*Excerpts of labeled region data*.
···
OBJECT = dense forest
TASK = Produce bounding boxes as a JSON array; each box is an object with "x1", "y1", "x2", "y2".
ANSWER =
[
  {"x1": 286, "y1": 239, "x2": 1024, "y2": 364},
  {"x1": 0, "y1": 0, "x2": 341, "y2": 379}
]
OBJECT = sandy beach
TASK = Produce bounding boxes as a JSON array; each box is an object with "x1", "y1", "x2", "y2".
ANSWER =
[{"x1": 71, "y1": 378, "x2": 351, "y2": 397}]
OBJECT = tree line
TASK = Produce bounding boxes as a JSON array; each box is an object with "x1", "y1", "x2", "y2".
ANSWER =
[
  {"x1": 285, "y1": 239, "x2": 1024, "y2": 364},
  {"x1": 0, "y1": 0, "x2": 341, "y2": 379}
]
···
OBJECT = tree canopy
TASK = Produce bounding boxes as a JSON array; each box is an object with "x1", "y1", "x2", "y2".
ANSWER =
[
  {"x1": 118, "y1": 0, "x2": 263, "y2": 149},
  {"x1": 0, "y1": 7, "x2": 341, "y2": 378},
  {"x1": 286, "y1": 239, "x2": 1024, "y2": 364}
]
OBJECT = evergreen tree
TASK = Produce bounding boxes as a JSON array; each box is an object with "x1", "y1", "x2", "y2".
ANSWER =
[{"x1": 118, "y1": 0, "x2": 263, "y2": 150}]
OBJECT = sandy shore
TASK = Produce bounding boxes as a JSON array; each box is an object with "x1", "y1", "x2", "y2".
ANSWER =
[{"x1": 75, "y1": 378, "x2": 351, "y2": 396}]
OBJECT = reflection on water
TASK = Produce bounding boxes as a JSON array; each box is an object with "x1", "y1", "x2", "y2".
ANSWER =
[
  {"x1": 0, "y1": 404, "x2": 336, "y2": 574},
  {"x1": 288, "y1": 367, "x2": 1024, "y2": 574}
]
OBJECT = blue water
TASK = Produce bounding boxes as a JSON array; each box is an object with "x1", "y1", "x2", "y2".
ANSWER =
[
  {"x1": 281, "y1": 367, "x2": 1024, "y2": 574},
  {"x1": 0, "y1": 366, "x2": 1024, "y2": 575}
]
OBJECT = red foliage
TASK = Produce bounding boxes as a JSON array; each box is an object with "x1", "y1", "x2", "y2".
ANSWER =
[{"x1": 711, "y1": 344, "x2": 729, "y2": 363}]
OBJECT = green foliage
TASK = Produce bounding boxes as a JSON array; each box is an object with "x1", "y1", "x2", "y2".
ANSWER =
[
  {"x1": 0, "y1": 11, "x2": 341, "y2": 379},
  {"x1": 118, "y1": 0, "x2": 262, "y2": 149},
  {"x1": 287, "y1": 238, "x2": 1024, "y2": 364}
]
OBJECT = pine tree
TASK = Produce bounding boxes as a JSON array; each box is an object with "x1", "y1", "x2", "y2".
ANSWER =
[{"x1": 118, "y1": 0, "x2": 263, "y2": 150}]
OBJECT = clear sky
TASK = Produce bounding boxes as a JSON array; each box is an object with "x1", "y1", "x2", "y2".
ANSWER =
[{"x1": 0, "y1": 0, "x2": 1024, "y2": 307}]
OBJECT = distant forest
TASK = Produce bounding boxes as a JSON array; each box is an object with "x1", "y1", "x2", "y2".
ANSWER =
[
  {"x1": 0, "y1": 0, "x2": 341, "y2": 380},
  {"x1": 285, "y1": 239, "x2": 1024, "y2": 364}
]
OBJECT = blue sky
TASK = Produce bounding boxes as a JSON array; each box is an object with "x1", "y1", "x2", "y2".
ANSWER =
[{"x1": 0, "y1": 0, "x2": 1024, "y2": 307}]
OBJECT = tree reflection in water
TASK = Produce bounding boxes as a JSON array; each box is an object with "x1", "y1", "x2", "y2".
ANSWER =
···
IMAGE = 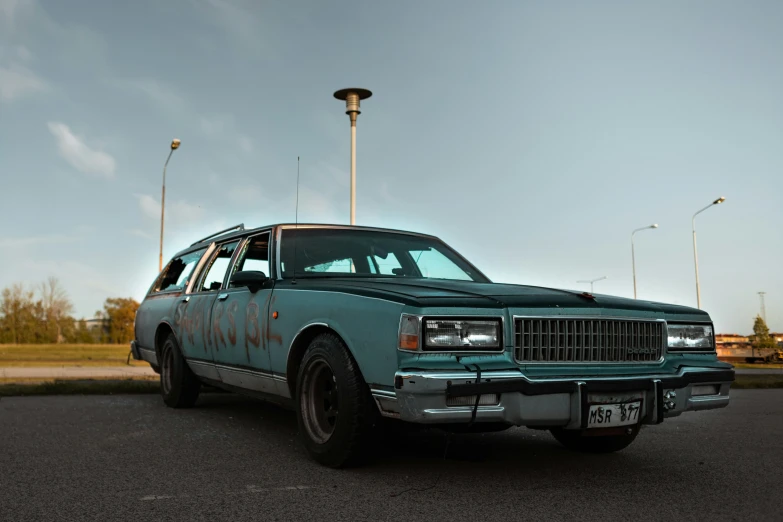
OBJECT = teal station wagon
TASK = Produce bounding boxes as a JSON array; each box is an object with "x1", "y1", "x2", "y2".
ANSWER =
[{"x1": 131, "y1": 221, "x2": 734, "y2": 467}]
···
List each line in the listing above that contains the word "water".

*EXERCISE SOLUTION*.
OBJECT = reflection on water
OBJECT = blue water
OBJECT = tree reflection in water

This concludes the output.